_Data shown:_
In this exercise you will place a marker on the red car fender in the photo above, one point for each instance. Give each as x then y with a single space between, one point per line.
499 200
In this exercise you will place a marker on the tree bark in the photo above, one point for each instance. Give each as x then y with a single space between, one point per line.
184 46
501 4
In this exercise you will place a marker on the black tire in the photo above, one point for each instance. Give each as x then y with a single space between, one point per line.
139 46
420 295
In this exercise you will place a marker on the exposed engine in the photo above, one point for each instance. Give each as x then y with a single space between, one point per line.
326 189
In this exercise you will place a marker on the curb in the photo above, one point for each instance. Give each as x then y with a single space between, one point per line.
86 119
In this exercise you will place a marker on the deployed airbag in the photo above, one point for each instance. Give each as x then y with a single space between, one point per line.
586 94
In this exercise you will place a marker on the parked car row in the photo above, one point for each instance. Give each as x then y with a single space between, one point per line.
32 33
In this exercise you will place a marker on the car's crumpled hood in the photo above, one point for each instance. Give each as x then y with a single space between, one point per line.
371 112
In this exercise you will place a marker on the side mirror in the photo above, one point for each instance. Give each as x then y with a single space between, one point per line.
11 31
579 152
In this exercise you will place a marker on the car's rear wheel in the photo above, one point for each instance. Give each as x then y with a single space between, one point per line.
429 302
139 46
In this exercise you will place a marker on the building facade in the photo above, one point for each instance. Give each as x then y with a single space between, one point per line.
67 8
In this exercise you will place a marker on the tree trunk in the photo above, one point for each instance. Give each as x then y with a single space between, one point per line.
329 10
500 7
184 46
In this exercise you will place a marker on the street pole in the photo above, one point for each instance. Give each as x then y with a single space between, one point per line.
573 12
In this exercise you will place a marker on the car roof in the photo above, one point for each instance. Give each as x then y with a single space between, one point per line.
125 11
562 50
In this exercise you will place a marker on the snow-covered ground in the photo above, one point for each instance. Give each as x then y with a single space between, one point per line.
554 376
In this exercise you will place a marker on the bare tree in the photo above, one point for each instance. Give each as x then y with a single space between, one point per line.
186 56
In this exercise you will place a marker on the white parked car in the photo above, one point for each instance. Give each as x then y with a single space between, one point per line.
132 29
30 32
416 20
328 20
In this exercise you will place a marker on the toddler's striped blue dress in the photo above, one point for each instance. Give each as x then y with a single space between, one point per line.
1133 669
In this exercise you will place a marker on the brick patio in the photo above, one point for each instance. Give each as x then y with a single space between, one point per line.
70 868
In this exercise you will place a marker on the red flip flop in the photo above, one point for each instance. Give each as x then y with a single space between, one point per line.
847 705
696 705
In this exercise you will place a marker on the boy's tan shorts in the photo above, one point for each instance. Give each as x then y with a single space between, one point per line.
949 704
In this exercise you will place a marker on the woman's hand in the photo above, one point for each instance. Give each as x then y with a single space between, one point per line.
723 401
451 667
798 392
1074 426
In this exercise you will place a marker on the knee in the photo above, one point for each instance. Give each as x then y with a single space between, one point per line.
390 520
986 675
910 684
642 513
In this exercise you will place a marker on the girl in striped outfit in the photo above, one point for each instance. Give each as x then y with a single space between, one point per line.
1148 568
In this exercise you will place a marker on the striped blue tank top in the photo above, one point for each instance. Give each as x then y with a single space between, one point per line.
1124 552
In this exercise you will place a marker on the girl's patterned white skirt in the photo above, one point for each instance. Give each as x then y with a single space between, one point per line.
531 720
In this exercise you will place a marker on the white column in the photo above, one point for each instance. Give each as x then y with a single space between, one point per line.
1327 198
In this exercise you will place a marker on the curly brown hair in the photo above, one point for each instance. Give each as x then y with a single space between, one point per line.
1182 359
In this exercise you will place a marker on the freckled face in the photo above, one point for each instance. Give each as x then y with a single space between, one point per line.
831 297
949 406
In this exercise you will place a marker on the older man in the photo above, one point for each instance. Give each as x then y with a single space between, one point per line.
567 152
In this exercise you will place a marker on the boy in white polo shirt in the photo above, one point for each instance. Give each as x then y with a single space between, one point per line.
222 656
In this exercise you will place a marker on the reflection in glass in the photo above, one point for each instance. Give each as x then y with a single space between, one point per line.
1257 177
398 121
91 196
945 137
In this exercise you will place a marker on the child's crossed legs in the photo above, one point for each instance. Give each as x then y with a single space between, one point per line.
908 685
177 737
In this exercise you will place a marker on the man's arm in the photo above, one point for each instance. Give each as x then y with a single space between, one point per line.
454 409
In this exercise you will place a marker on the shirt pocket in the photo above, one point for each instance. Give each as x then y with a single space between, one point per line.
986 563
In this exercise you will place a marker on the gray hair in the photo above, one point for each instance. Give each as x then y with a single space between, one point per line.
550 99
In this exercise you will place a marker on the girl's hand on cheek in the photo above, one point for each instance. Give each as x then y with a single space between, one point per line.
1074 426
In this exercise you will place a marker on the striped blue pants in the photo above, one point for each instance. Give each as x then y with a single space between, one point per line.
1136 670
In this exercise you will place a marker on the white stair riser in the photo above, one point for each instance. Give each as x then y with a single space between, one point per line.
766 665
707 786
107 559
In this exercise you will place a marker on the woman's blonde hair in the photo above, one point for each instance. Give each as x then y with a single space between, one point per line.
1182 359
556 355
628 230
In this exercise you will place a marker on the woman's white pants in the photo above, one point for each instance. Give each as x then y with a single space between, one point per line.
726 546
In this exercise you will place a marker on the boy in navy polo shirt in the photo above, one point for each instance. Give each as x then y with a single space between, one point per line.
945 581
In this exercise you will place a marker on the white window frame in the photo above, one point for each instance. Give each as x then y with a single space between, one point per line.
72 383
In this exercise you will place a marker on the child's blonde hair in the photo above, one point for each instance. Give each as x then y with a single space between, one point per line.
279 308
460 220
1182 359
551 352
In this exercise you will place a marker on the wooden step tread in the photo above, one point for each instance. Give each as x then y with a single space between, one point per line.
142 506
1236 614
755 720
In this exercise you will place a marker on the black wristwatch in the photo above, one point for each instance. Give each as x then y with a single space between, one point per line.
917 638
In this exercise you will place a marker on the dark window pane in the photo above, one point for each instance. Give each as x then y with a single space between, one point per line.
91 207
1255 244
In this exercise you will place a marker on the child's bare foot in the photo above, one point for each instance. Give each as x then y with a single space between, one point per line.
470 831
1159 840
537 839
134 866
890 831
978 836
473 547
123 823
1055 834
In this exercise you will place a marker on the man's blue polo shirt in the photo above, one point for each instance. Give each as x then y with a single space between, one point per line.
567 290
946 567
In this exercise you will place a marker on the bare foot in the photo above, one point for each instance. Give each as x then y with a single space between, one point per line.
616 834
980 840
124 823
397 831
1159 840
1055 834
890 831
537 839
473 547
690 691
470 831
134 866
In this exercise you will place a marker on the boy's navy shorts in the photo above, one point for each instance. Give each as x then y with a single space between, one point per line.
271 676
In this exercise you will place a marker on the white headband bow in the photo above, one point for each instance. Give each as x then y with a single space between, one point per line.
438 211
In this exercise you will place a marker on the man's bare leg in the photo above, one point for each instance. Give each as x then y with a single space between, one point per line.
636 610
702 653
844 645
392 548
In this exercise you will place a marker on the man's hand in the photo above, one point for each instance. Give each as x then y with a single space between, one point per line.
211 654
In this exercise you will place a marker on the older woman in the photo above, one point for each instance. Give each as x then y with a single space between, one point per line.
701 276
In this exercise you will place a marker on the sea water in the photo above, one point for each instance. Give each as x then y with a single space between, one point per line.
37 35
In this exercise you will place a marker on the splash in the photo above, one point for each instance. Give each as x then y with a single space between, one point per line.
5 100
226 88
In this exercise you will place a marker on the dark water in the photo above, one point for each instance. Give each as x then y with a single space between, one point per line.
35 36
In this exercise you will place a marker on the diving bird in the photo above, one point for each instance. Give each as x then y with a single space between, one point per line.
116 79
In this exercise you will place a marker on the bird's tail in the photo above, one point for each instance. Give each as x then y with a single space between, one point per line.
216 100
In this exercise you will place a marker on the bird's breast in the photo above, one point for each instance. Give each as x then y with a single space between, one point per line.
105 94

_Short problem:_ The required output is the span of lines from the one containing "In this exercise you will place a marker on the diving" to the last line, reproduced character for character.

_Answer for this exercise:_
In this exercise you will place a marker on the diving bird in the photo above, one point for each instance. Give each as x then y with a single space between, one point per line.
116 79
In this exercise you will place a marker on the bird's tail in the photo above, one point for each instance. Give each as x then y with a single space between, one point per line.
216 100
In this exercise you will place a marker on the bird's breast in the photo above, one point for each instance. Give each as x then y with a single space between, one point per line.
105 94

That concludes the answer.